> _Task directions_:
Your task is to output all the records below, word for word.

(Excerpts from a dataset)

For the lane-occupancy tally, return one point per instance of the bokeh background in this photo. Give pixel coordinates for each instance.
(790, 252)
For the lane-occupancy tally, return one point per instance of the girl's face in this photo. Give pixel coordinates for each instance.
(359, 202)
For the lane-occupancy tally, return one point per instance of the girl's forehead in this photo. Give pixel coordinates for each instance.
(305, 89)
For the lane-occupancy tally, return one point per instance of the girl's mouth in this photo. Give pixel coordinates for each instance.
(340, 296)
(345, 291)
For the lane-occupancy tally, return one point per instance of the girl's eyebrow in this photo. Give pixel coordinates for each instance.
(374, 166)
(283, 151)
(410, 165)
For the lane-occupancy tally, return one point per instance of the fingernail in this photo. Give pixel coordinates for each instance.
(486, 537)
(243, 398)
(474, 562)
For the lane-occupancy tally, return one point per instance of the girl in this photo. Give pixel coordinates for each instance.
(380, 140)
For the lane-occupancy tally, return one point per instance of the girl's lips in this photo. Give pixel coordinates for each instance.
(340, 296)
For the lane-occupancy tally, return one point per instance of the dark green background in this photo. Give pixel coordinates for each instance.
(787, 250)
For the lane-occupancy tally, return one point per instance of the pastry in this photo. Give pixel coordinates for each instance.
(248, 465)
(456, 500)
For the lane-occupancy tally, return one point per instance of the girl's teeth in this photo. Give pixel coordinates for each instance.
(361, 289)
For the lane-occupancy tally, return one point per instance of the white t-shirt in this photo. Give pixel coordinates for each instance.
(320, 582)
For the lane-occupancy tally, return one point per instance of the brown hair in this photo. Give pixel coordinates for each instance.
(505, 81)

> _Exercise result_:
For the lane-occupancy tally, return one point per instance of the bokeh background in this photo. Give pixel coordinates for each instance.
(790, 252)
For the lane-occupancy tally, return one point per instance of the girl's face in this photo. Give pixel coordinates for each instance.
(359, 202)
For the lane-occupancy tally, return one point per instance of the girl's forehead in this photo. Give pixel coordinates for each instance.
(305, 89)
For the lane-occupancy tally, return one point per instance of the girl's mouth in this photo. Give pixel coordinates for each instance.
(340, 296)
(345, 291)
For the lane-occupancy tally, return one point per instance of the girl's eyebrow in this photo. Give pixel coordinates for each instance.
(374, 166)
(283, 151)
(410, 165)
For the lane-occupancy tally, return one point per instance of the fingernail in this photo. Give pixel coordinates for each instance.
(486, 537)
(243, 398)
(474, 562)
For the lane-occupancy tally, return one point per instance of the girl in this photo. Give pixel coordinates for each instance.
(380, 140)
For the lane-occupancy tally, return one point per instance of the girl's lips in this photo. Give pixel coordinates for each instance.
(340, 296)
For the lane-occupancy tally, return one point per instance of the dark green background in this photo. Give pixel coordinates for each instance.
(787, 250)
For the lane-occupancy tally, return one point per instance of the pastry in this photo. Give pixel coordinates for each instance.
(248, 465)
(456, 500)
For the lane-occupancy tally, return one point per instance of the girl's teeth in this photo. Give pixel coordinates for each instance.
(361, 289)
For the lane-occupancy tally, return one point per instance of the white t-shirt in this photo. Give pixel coordinates for each instance.
(320, 582)
For the lane-occupancy tally, return one point per instance of the brown hair in this photo. Give pixel coordinates for each instance.
(505, 81)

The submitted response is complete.